**YOUR GOAL**
Copy the lines below word for word, leaving out the pictures.

※ ※ ※

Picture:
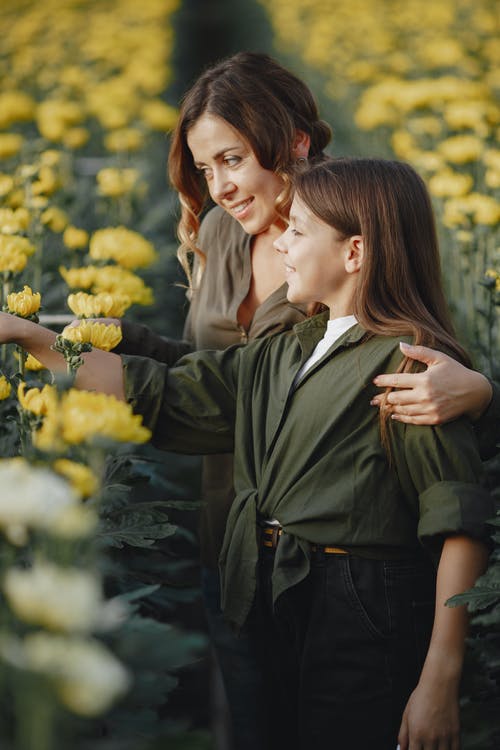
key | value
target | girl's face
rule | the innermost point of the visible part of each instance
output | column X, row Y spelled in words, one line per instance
column 315, row 256
column 235, row 179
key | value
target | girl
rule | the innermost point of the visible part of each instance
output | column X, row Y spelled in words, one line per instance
column 340, row 519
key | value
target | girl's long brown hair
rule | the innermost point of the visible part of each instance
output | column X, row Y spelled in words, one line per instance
column 399, row 290
column 266, row 104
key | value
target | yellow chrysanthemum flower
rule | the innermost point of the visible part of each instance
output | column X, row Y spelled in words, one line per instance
column 75, row 137
column 5, row 388
column 450, row 184
column 75, row 238
column 159, row 116
column 79, row 278
column 117, row 279
column 32, row 364
column 124, row 139
column 114, row 182
column 10, row 144
column 83, row 416
column 47, row 183
column 24, row 303
column 128, row 248
column 14, row 220
column 55, row 219
column 101, row 305
column 6, row 184
column 12, row 258
column 15, row 106
column 461, row 149
column 100, row 335
column 36, row 400
column 81, row 478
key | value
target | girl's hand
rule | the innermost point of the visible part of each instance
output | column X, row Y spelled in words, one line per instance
column 431, row 719
column 445, row 391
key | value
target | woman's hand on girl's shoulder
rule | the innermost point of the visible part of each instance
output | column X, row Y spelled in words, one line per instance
column 444, row 391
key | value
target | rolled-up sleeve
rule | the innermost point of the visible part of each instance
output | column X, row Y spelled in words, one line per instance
column 441, row 468
column 191, row 407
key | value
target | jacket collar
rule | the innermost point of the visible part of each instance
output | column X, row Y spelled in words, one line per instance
column 312, row 330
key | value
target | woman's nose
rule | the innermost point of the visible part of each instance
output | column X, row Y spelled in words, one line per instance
column 221, row 185
column 279, row 244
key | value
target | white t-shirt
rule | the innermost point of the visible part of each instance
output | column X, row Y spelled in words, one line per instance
column 334, row 330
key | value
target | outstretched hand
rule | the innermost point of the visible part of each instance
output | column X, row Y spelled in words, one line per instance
column 444, row 391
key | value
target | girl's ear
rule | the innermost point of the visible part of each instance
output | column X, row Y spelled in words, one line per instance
column 301, row 145
column 354, row 253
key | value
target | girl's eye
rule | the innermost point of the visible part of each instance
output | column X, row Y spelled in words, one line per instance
column 205, row 172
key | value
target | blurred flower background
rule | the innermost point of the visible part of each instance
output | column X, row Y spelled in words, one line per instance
column 100, row 616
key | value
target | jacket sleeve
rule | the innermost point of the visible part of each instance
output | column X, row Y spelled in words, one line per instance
column 488, row 426
column 442, row 468
column 190, row 408
column 142, row 341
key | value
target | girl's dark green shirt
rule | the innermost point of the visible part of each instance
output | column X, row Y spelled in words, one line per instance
column 312, row 456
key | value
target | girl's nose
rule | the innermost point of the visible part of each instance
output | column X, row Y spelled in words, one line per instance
column 221, row 185
column 279, row 244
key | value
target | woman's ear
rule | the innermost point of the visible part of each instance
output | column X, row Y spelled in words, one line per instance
column 301, row 145
column 354, row 253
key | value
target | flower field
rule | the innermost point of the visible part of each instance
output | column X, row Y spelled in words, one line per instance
column 83, row 651
column 419, row 80
column 87, row 650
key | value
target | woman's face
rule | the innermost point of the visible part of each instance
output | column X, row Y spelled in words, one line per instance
column 235, row 179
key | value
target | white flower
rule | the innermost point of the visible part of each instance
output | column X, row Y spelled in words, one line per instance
column 31, row 497
column 86, row 676
column 66, row 599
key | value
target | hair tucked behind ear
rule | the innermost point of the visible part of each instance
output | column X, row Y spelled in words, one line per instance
column 266, row 104
column 399, row 290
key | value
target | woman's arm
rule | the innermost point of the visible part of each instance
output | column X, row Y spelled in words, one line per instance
column 444, row 391
column 431, row 717
column 101, row 371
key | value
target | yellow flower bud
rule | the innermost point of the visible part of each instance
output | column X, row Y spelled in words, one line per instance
column 5, row 388
column 24, row 303
column 75, row 238
column 81, row 478
column 39, row 402
column 100, row 335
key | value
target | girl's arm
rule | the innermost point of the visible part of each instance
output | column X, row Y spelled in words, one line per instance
column 101, row 371
column 444, row 391
column 431, row 717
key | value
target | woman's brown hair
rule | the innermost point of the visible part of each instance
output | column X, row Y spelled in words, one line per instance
column 399, row 289
column 265, row 103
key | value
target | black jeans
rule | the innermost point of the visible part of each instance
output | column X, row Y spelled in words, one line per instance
column 342, row 651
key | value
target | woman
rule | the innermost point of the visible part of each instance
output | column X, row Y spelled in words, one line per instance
column 328, row 550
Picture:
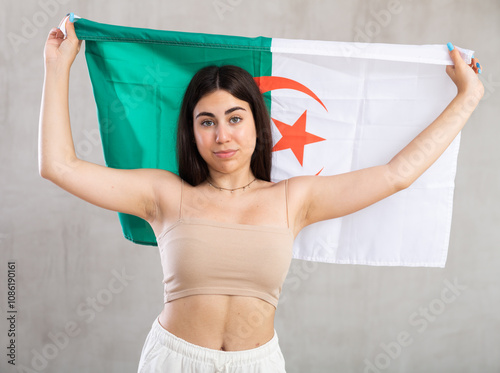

※ ※ ※

**RESULT BELOW**
Picture:
key | value
target | girl's face
rule | the innermost point of the visible part of each instance
output | column X, row Y spelled in words, one line per instance
column 315, row 256
column 235, row 179
key | value
target | girl
rule | the innermost point of the visible part of each instance
output | column X, row Y spelled in words, one line per instance
column 340, row 519
key | value
target | girl's long brown hair
rule | the innermost point of the visible part of each instance
output | column X, row Y spelled in words, one line per instance
column 399, row 290
column 266, row 104
key | value
target | yellow chrysanthemum flower
rule | the innermost point of the visible part of each instance
output | column X, row Y spelled in words, one line per instance
column 75, row 137
column 5, row 388
column 450, row 184
column 75, row 238
column 159, row 116
column 79, row 278
column 117, row 279
column 32, row 364
column 124, row 139
column 114, row 182
column 10, row 144
column 83, row 416
column 47, row 183
column 24, row 303
column 128, row 248
column 14, row 220
column 55, row 219
column 101, row 305
column 6, row 184
column 12, row 258
column 15, row 106
column 461, row 149
column 100, row 335
column 36, row 400
column 81, row 478
key | value
target | girl's hand
rule | the innermost point of the visible part of each instance
output | column X, row Y spelled in words, one line per instance
column 431, row 719
column 445, row 391
key | value
target | woman's hand on girl's shoulder
rule | the innermost point of the visible part of each instance
output | column X, row Y spelled in words, one line per instance
column 444, row 391
key | value
target | rolled-up sleeve
rule | the innermost point of the visible part of each instance
output | column X, row Y spelled in words, one line per instance
column 441, row 468
column 191, row 407
key | value
target | jacket collar
rule | the innermost point of the visible part of each instance
output | column X, row Y spelled in words, one line per instance
column 312, row 330
key | value
target | woman's nose
rule | the innermost point of the visible part of each instance
output | column X, row Y spelled in words, one line per instance
column 221, row 185
column 279, row 244
key | value
target | white t-shirt
rule | the innermost point of the visible part of each instance
output | column X, row Y spelled in words, one line per instance
column 334, row 330
key | value
target | outstretched hand
rule | the innermost point of the visible part of each instance
output | column X, row Y spelled in words, one line per instance
column 444, row 391
key | value
target | girl's ear
rule | the innermost point of the visible part of each instance
output | column X, row Y spelled in words, one line per instance
column 301, row 145
column 354, row 253
key | value
target | girl's eye
rule | the innermost point of the visible part of each instance
output | column X, row Y spelled in words, one line per instance
column 205, row 172
key | value
target | blurred flower background
rule | the innermost point of the visible part of each instance
output | column X, row Y spelled in words, one line per instance
column 100, row 616
key | value
target | jacket sleeve
rule | the innermost point of the visible part of each instance
output | column X, row Y spelled in words, one line per instance
column 488, row 426
column 442, row 468
column 190, row 408
column 142, row 341
key | value
target | girl's dark green shirt
rule | the innermost point of the visible part of each instance
output | column X, row Y spelled in words, one line per instance
column 312, row 456
key | value
target | girl's nose
rule | the innermost point of the visible part of each instance
output | column X, row Y spelled in words, one line per instance
column 221, row 185
column 279, row 244
key | value
target | woman's ear
rule | the innermost point of the visible part of each instance
output | column X, row Y spelled in words, one line per instance
column 301, row 145
column 354, row 253
key | value
target | flower field
rule | the innermost point of the visible part of each instance
output | column X, row Y spelled in words, one line per instance
column 83, row 651
column 419, row 80
column 87, row 650
key | value
target | woman's face
rule | the innermost point of the visible part of each instance
output | column X, row Y spelled in words, one line per instance
column 235, row 179
key | value
target | white flower
rule | the innermost point of the visible part of each instance
output | column X, row Y spelled in words, one line per instance
column 31, row 497
column 86, row 676
column 66, row 599
key | value
target | hair tucked behind ear
rule | the innermost point of the visible part of each instance
output | column X, row Y spelled in words, one line per instance
column 266, row 104
column 399, row 290
key | value
target | woman's arm
rule | the innermost point of the visible part of each instance
output | column X, row Y spelled in words, one line per instance
column 444, row 391
column 431, row 717
column 101, row 371
key | value
target | yellow flower bud
rule | the innermost point of the visible part of each instance
output | column X, row Y spelled in words, one line per instance
column 5, row 388
column 24, row 303
column 75, row 238
column 81, row 478
column 39, row 402
column 100, row 335
key | value
target | girl's arm
rule | the innermost point of the visible part of each instance
output | column X, row Y spelled in words, one line per instance
column 101, row 371
column 444, row 391
column 431, row 717
key | value
target | woman's brown hair
rule | the innermost point of the visible part of each instance
output | column X, row Y spelled in words, one line per instance
column 399, row 289
column 265, row 103
key | value
target | black jeans
rule | the innermost point of the visible part of each instance
output | column X, row Y spelled in words, one line per instance
column 342, row 651
key | value
target | woman
rule | the innermost point of the visible part of each instance
output | column X, row Y spelled in words, one line per instance
column 328, row 550
Picture:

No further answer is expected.